There's a third possibility: the Supreme Court strikes down the Affordable Care Act in full. And if that happens? It sure seems possible that health care would emerge as one of the biggest issues in campaign 2012, and President Obama would be able to best Mitt Romney, who is so twisted around in pretzels on the subject that nearly anything he says can be attacked as hypocritical. And there would remain the general failure of the GOP to articulate a health-care agenda that voters like (besides the prescription drug benefit and promising not to cut Medicare).
None of this is to say that they shouldn't fight the law. If it results in a precedent that puts a hard limit on the federal government's power, reversing the absurd, tyrannical decision in Wickard v. Filburn (the state should not be able to prevent you from growing food on your farm) and the egregiously intrusive decision in Gonzales v. Raich (growing medical marijuana for your own use is not interstate commerce, and is more properly governed by state law), it'll be a victory for ... well, for libertarians, and conservatives will feel good about it too, until the precedent thwarts some future excess of theirs. In any case, health care sure seems like a political loser for the GOP.

**ENTRIES PROVIDED:**
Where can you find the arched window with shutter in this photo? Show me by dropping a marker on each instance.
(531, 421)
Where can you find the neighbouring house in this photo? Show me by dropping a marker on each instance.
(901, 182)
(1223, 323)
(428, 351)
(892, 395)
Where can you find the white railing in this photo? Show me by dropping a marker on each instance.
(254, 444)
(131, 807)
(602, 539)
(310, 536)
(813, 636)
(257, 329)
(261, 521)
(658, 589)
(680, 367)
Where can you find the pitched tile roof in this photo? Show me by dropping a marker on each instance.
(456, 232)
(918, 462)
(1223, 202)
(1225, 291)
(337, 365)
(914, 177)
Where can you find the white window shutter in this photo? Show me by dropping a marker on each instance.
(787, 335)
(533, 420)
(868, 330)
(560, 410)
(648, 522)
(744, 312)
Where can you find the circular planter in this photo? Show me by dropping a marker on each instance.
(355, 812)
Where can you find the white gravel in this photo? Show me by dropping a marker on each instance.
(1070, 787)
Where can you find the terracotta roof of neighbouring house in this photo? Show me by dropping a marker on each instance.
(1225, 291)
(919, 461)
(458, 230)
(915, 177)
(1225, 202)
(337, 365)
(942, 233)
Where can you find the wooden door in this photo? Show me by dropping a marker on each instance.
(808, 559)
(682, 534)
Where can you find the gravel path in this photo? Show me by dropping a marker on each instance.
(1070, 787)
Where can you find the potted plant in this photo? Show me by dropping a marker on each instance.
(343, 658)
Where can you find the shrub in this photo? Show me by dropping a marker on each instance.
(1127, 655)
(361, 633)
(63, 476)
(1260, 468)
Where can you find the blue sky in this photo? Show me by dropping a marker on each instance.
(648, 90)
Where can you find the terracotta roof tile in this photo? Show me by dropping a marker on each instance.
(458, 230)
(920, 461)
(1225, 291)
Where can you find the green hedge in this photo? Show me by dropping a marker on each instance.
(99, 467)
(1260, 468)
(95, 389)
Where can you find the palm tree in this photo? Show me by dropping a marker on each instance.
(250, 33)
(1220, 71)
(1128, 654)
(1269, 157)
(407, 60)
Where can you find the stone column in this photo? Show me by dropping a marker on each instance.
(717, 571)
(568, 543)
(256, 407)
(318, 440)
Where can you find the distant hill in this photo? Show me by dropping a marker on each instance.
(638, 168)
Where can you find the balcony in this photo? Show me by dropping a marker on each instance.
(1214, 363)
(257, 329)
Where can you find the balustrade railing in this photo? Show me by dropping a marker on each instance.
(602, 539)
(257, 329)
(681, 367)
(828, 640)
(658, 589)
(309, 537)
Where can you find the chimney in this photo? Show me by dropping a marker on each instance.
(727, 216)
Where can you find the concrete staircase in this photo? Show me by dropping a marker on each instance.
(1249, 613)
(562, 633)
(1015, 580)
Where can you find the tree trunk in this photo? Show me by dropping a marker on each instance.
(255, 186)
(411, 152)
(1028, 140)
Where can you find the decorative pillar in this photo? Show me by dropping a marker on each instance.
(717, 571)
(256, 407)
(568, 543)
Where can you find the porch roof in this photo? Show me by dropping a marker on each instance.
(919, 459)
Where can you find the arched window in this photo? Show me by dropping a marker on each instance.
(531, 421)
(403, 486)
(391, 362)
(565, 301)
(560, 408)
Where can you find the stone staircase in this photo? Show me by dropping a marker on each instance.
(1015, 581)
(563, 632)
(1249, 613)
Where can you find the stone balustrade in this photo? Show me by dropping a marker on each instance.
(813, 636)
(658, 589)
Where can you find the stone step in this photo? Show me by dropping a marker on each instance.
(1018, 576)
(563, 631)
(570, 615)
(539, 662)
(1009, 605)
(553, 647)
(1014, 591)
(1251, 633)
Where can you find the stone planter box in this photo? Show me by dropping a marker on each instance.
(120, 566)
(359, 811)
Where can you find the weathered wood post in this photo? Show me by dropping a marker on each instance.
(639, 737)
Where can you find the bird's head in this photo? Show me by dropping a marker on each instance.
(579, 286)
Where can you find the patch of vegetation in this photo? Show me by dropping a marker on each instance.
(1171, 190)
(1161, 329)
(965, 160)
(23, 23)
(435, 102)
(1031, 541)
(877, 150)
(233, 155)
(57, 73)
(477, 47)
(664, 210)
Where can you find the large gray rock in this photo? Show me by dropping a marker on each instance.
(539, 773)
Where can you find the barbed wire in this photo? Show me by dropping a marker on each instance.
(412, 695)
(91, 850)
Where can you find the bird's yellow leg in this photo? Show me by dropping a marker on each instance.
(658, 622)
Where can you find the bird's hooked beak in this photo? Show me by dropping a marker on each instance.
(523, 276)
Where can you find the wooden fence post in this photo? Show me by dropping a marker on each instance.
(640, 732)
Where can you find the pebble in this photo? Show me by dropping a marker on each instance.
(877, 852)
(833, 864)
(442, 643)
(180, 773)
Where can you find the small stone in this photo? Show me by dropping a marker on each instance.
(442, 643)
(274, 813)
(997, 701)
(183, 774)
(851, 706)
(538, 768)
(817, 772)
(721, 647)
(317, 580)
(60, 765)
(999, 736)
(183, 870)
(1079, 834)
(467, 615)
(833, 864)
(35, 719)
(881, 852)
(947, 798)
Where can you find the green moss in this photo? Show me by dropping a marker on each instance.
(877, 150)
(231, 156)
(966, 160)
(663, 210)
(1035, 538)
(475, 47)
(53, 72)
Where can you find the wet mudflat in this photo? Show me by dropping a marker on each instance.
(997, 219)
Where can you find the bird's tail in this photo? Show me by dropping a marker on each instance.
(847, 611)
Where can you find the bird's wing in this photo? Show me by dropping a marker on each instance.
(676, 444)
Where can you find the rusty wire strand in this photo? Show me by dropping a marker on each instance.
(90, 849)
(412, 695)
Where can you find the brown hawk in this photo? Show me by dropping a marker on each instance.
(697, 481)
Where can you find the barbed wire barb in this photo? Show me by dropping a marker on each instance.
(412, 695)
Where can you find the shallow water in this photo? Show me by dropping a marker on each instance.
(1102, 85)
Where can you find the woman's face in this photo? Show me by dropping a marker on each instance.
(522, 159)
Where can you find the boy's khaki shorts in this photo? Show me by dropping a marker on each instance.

**EXERCISE INSTRUCTIONS:**
Carry on the piece about the Supreme Court and the Affordable Care Act, picking up after its last sentence. You can set the records aside.

**TASK ANSWER:**
And that isn't likely to change.
As James Joyner writes:
The combination of unsustainability [sic] high growth in health care costs and the enormous competitive disadvantage that puts on American business means that our current system of quasi-private, insurance-based medicine will collapse of its own weight. Like it or not -- and I mostly don't -- Americans will wind up with some sort of government-centric model, likely one that provides basic coverage at a fixed price with some option for private supplemental coverage for those who can afford it.
And as Ezra Klein explains:
At the moment, our understanding of the genome remains relatively crude, and our ability to predict future health risks based off of genomic sequencing is limited. But we're getting better at it. For instance, women in families with a high rate of breast and ovarian cancer can have themselves tested for alterations in the BCRA1 and BCRA2 genes. If they test positive, it means their risk of developing breast or ovarian cancer is significantly higher.As we sequence more genomes, mine more data, and conduct more studies, we'll find a lot more of these connections. Eventually, genomic testing will be a powerful predictor of future illness. And it raises the potential that young people will get themselves tested and then purchase insurance based off the result. So those with a clean genomic result might go for a cheap catastrophic plan, while those with a high risk of developing pricey illnesses will opt for more comprehensive insurance.The result would be, in insurance terms, an "adverse-selection death spiral," as the healthy opt out of expensive insurance, the sick opt into it, and premiums spin out of control.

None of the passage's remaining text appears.